Task material start
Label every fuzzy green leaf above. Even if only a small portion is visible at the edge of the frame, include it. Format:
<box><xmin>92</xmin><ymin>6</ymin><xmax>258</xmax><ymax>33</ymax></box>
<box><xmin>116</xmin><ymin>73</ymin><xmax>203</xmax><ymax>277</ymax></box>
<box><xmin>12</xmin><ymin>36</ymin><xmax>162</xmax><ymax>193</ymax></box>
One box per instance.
Task material end
§ Problem statement:
Could you give all of the records above again, word for word and unchanged?

§ Solution to the exercise:
Label every fuzzy green leaf above. Even if only a small portion is visible at the edge of the frame, include it. Format:
<box><xmin>92</xmin><ymin>6</ymin><xmax>258</xmax><ymax>33</ymax></box>
<box><xmin>116</xmin><ymin>73</ymin><xmax>203</xmax><ymax>277</ymax></box>
<box><xmin>12</xmin><ymin>36</ymin><xmax>162</xmax><ymax>193</ymax></box>
One box per instance.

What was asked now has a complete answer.